* [Supplied passage]
It is also a culture of people who seem systematically disposed to the suspicion that they are being conned by someone in everything they do, and are primed to try and con others pre-emptively before they get conned. And do so while maintaining an image of their own righteousness. Trust, but verify, is the nice way of putting it. A more accurate way might be: I’m a good person, but everyone is out to get me, so I’d better try to get them first. I’m still a good person.
Because, of course, only the paranoid survive.
- Ian Betteridge: The worst of us. Betteridge starts with a note on the wonderfully-named Claude Mythos but soon jumps over to my favorite short story. I won’t spoil the ending.
- Nick Maggiulli: The Upper Middle Class Trap. Maggiulli tries to explain some recent observations. His conclusion is similar to Rao’s: the con is nearing its end. Get out if you still can.
- Terry Godier: Body Language. What Godier is doing isn’t blogging. It’s performance art.
Monday night links, multimedial
- Reddit video: Artemis ll launch from Kennedy Space Center seen from an United Airlines flight. Better than anything you could have seen from NASA.
- YouTube video: Hanged by a comma. The whole channel is wonderful! (ᔥMiraz Jordan)
- Podcast audio: Slice of GTD Life with Scott Adams. Of course generative AI would come for our to-do lists.
- Web comic: Groan up. I have been following Wondermark for almost two decades and I’m glad David Malki is back at it. The most recent one was 👌
- Reddit screenshot: Notable Seattle-based travel writer and millionaire, Rick Steves, voices his thoughts on new “Millionaire Tax”. I have loved Rick Steves since around 2008 when I held his guide to Italy like a bible during a 1-month trip. I now love him even more.
- Web log: MVP thoughts. This is from Doc Searls, who makes a beautiful case for Tyrese Haliburton being this season’s MVP despite not playing a single game. The most informative experiments are ones where you take a single thing away.
Friday links, in loving solidarity
- Scott Sumner: Too good to be true. Sumner has a PhD in economics and a storied academic career but you don’t need either to confirm his observation that Congress punishes savers and rewards spendthrifts. And in that they are merely following the current animal spirits of the country: behold credit scores plummeting when you pay off your mortgage. Cui bono?
- Joan Westenberg: The “Passive Income” trap ate a generation of entrepreneurs. Certainly not the poor shmucks setting up yet another Amazon
enshitiffierdropshipping storefront. As Westenberg points out, far worse than their job of enshittifying my online shopping experience is the opportunity cost: what could have these would-be entrepreneurs done had they not paid $1,000 for a get-rich-quick course? And if you liked that article, do see her [Notes on going solo][2a]. The mind bristles with possible applications for a solo practice. - Aidan Walker: what would Whitman do?. And what could possibly be more American than a solo practice? After all, it is a country that emphasizes individuality over the communal for better or worse. But of course culture changes all the time and as eternal as this state of affairs seems to have been, Walker reminds us that it is no older than the second half of the 20th century. Before then, and certainly in the time of Lincoln, the themes were:
Nature worship, creative self-assertion, and loving solidarity. This mystic trinity is the foundation of American democracy, which was really founded by Lincoln and not Washington. Liberalism is something they invented in Europe.
- Jorge Arango: Robots in the Garden. But with solidarity dead or dying we have LLMs to turn to. Behold a proposed collective of 9 algorithms to serve as your amanuenses. This may even make me go back to computer note-taking! Arango has a book about that very topic, now on the pile.

* [Extracted information]
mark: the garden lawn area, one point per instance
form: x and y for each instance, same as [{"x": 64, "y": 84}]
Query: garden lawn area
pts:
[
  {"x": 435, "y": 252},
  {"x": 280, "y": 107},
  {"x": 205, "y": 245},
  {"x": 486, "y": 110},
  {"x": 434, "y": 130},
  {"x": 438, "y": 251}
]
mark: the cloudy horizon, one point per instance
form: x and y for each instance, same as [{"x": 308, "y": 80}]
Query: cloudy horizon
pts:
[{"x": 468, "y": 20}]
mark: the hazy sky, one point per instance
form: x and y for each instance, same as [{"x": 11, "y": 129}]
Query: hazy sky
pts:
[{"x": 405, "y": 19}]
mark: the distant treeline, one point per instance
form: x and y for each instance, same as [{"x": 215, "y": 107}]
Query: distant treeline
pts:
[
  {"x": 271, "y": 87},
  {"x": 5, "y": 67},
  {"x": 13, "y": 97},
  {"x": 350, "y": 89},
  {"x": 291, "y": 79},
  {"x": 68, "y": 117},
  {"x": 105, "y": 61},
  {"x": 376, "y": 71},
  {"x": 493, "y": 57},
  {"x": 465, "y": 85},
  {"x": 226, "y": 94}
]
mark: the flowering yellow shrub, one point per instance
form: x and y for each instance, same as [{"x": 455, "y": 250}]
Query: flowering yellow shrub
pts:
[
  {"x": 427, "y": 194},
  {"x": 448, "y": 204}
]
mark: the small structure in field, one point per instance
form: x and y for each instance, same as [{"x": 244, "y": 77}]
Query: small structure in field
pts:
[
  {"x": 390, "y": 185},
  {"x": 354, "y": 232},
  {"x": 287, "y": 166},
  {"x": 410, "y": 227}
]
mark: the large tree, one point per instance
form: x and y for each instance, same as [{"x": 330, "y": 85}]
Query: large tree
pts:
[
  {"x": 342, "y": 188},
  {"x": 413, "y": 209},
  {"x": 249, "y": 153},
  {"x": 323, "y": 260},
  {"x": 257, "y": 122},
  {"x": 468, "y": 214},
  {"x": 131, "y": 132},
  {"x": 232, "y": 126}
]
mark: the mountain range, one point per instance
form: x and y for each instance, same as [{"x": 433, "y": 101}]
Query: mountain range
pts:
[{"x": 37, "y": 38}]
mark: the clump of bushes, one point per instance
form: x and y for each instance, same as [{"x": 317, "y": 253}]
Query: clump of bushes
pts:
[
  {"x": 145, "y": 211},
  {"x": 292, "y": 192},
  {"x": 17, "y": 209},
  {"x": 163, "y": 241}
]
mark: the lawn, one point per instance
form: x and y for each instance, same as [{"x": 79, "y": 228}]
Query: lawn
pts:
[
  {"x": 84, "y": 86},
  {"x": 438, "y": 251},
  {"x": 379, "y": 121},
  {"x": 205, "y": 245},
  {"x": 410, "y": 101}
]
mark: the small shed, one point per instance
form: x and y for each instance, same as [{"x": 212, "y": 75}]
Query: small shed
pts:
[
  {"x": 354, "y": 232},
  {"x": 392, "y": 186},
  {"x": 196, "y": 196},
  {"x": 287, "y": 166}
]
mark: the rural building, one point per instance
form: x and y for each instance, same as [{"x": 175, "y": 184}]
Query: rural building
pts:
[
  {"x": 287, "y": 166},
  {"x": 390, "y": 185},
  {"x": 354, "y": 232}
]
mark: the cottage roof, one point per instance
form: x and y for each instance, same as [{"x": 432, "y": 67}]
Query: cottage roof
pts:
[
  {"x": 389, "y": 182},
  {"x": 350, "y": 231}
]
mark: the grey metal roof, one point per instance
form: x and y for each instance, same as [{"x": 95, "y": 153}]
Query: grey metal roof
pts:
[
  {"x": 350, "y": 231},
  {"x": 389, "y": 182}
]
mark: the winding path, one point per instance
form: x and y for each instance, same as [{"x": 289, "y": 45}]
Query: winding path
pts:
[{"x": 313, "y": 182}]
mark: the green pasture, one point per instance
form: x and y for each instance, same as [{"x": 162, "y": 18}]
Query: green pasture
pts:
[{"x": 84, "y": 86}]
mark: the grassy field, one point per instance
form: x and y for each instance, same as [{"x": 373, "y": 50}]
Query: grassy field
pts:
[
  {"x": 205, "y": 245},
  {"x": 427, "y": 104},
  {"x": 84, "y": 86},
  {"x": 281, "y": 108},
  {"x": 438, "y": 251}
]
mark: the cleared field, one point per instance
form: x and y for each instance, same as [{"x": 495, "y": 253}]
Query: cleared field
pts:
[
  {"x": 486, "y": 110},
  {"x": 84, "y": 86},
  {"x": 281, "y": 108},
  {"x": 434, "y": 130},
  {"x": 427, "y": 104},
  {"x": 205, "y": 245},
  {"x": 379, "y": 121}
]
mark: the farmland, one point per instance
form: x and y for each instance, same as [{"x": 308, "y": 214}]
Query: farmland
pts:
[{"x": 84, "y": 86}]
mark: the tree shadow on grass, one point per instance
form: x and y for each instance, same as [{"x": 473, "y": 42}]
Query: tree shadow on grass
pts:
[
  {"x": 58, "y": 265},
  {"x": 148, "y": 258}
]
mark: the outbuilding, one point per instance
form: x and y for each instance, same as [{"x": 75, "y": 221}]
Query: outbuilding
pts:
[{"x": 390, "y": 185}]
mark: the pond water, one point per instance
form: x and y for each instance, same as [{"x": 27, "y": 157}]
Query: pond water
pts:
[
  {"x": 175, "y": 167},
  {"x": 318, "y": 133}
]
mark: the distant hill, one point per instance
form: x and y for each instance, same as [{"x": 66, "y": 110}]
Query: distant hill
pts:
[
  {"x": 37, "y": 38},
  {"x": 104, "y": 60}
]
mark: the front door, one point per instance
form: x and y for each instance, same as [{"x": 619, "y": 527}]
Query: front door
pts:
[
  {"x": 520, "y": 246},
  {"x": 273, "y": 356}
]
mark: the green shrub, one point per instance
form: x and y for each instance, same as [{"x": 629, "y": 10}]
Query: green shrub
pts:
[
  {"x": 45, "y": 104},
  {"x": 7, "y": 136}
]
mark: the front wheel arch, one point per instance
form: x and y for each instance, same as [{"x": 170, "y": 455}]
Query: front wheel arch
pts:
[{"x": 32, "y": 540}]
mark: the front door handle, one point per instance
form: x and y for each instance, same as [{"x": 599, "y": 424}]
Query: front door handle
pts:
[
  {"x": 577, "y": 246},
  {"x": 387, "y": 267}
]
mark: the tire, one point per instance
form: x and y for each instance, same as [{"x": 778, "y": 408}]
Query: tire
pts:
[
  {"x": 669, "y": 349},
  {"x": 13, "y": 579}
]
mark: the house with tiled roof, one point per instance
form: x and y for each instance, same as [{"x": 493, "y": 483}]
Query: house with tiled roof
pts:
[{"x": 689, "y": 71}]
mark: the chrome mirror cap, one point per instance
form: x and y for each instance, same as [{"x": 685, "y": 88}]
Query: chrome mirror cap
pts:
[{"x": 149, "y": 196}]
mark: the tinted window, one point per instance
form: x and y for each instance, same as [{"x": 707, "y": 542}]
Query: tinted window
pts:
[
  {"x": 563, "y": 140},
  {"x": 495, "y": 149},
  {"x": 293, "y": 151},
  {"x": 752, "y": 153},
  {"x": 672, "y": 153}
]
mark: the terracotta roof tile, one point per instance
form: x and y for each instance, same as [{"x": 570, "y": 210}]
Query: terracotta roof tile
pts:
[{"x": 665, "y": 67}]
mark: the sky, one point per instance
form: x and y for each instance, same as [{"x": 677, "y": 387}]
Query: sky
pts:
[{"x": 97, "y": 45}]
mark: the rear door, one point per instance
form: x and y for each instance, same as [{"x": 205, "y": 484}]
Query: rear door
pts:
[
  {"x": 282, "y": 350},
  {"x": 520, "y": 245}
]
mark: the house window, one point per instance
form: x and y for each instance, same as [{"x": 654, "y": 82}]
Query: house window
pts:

* [Problem set]
**1.** For each statement about the link roundup, answer yes or no, and quote the words of the text that decide it: (a) The writer has followed Wondermark for almost two decades. (b) The writer used Rick Steves's guide to Italy during a two-week trip. (c) Walker says the emphasis on individuality over the communal goes back to the time of Lincoln.
**2.** Reproduce the wording of the link roundup between "- Web comic: Groan" and "him even more.", inclusive.
The data come from a separate source with no connection to the link roundup.

* [Your written answers]
**1.**
(a) Yes: "I have been following Wondermark for almost two decades"
(b) No: "I held his guide to Italy like a bible during a 1-month trip"
(c) No: "it is no older than the second half of the 20th century"

**2.**
- Web comic: Groan up. I have been following Wondermark for almost two decades and I’m glad David Malki is back at it. The most recent one was 👌
- Reddit screenshot: Notable Seattle-based travel writer and millionaire, Rick Steves, voices his thoughts on new “Millionaire Tax”. I have loved Rick Steves since around 2008 when I held his guide to Italy like a bible during a 1-month trip. I now love him even more.